In the entries that follow, say how many lines contain the string "leaf". Give no other words.

___ Dataset records

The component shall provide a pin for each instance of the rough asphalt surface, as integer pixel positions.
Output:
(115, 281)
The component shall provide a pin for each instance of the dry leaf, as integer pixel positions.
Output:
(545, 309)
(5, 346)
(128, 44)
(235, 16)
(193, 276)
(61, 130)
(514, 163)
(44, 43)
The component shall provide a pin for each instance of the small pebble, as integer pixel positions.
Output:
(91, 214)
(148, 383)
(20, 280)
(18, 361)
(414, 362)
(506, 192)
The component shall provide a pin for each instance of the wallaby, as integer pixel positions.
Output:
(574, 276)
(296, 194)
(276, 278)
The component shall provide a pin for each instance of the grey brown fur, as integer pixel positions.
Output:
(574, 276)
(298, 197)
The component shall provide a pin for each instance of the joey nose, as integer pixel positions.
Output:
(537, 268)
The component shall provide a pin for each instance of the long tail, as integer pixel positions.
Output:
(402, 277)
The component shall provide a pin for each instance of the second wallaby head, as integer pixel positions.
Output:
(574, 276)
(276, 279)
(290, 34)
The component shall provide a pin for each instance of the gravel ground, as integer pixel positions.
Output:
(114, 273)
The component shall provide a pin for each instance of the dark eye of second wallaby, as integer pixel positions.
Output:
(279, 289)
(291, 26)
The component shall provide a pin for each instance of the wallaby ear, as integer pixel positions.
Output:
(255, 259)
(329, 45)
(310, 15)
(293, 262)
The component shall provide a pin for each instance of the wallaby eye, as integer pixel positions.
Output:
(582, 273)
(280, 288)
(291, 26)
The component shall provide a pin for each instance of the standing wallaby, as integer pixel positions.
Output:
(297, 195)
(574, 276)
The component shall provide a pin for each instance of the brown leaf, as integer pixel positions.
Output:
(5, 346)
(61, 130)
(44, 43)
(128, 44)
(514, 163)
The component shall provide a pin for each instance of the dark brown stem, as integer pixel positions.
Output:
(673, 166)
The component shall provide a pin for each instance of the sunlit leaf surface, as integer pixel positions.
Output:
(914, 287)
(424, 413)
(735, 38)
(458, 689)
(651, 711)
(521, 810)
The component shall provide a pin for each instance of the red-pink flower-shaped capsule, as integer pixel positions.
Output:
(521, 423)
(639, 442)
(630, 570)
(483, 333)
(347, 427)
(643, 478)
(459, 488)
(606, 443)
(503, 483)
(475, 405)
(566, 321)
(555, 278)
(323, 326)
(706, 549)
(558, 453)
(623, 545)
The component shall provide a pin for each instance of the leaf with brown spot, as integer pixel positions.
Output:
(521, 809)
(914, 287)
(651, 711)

______

> **Task solution**:
4